_YOUR OBJECTIVE:_ From the line with "Point out every instance of the logo" to the final line of the records, reproduce every line exactly and only those lines.

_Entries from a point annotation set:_
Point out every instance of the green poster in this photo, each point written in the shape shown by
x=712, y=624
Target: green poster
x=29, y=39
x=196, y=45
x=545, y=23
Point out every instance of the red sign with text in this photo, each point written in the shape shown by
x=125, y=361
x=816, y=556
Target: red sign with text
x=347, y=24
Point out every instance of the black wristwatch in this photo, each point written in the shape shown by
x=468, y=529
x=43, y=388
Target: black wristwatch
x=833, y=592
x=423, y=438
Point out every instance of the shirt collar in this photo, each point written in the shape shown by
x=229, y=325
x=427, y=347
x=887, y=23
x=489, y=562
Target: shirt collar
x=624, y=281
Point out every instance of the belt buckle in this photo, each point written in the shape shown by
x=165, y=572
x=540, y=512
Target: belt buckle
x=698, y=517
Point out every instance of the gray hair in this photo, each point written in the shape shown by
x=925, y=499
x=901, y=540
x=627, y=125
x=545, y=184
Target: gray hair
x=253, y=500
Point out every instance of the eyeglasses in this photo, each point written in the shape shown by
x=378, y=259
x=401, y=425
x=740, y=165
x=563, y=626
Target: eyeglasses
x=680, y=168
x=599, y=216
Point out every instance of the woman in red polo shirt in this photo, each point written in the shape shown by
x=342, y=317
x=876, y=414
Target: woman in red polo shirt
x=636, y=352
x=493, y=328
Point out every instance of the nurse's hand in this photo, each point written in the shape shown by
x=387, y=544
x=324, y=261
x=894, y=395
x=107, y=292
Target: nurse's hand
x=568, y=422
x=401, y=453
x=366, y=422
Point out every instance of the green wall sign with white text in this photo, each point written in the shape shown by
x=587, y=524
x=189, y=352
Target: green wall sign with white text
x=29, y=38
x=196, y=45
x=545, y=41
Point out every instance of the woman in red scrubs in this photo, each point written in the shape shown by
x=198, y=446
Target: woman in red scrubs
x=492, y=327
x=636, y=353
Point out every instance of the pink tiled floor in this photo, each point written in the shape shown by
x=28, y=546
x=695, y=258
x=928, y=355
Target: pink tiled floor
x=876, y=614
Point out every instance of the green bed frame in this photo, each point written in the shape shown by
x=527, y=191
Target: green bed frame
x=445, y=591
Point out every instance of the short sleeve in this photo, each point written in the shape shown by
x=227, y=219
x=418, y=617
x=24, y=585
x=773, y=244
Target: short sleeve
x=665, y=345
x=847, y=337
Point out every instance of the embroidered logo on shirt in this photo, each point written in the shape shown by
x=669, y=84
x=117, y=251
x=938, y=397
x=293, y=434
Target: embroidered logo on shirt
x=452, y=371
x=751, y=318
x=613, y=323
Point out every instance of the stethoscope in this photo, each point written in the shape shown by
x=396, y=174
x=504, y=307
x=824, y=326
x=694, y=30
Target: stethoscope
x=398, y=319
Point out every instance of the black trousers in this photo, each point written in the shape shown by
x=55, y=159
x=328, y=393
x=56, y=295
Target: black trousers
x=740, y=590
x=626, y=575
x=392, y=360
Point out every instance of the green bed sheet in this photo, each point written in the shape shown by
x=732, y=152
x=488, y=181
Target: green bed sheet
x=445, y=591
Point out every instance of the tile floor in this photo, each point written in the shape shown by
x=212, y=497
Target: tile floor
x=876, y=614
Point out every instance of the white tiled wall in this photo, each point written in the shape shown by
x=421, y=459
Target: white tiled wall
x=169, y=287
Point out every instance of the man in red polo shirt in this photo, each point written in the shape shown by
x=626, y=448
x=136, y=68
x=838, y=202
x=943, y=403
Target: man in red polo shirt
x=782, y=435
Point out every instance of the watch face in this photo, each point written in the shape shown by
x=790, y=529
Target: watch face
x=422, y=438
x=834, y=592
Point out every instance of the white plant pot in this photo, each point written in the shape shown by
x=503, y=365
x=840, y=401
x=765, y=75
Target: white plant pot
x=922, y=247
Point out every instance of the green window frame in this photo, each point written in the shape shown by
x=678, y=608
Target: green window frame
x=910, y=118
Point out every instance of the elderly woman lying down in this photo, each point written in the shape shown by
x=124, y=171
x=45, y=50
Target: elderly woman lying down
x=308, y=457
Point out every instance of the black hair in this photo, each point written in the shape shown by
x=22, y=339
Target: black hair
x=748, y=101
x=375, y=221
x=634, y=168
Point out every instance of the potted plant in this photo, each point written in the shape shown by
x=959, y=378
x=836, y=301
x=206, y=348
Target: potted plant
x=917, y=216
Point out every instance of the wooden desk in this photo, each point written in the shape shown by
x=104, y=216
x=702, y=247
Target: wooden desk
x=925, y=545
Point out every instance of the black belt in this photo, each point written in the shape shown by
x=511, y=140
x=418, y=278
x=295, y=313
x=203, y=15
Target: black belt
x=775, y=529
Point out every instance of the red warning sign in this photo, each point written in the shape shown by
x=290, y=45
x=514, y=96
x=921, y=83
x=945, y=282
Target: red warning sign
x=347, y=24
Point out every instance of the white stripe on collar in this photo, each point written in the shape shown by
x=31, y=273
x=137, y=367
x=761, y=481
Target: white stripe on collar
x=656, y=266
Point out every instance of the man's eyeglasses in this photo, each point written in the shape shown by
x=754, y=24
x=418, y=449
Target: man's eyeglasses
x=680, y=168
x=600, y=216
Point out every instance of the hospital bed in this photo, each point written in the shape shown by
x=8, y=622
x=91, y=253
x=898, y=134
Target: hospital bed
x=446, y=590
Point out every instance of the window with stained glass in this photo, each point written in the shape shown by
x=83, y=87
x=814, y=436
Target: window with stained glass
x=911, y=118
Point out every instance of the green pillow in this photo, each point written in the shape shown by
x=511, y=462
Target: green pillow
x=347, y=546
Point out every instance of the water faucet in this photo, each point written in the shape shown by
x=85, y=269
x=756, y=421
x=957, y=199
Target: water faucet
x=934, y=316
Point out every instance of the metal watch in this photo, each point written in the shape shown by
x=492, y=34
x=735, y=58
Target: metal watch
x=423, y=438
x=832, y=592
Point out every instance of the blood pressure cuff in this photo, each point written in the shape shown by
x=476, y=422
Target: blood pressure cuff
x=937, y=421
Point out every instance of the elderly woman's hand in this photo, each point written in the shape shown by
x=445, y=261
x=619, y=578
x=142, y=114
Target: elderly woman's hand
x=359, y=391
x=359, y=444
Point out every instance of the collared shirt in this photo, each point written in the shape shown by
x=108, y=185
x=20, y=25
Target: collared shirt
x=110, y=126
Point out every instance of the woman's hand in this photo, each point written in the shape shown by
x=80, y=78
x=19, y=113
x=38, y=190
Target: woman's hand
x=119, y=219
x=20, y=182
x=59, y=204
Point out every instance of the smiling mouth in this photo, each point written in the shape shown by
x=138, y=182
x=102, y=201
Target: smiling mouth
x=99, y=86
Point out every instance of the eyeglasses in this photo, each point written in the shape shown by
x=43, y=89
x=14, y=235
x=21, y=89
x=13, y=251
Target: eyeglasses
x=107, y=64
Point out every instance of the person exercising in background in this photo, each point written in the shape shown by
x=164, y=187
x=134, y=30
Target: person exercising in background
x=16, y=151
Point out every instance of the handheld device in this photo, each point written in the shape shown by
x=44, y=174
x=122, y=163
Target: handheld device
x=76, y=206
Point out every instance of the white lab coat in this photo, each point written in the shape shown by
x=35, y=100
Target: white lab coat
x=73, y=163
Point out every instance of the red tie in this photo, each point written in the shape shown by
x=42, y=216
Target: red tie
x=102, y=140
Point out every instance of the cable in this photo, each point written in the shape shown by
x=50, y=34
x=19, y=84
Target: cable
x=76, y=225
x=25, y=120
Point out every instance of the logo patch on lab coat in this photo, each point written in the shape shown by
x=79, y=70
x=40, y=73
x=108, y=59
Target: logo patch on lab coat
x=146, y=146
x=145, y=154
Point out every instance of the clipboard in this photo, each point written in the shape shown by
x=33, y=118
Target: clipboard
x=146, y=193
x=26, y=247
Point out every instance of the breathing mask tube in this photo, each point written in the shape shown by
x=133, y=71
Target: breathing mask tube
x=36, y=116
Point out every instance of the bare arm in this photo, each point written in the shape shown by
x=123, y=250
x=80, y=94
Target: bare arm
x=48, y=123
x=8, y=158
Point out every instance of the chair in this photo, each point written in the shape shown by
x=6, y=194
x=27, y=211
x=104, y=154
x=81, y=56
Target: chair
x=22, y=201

_SOLUTION TO THIS EXERCISE:_
Point out every instance of the logo patch on lab coat in this photo, each point written in the shape shown by
x=79, y=70
x=40, y=73
x=108, y=59
Target: logo patch on lab coat
x=146, y=146
x=145, y=154
Point out every instance of the clipboard in this photo, each point written in the shape shown by
x=33, y=118
Target: clipboard
x=146, y=193
x=26, y=247
Point out every instance of the breathing mask tube in this photo, each point written in the shape shown by
x=133, y=71
Target: breathing mask tube
x=36, y=116
Point out every instance of the bare arm in this photo, each point written in the shape shown by
x=123, y=250
x=80, y=94
Target: bare arm
x=48, y=123
x=8, y=158
Point out every instance of the chair in this photo, each point written in the shape shown by
x=6, y=194
x=27, y=211
x=104, y=154
x=81, y=56
Target: chair
x=22, y=201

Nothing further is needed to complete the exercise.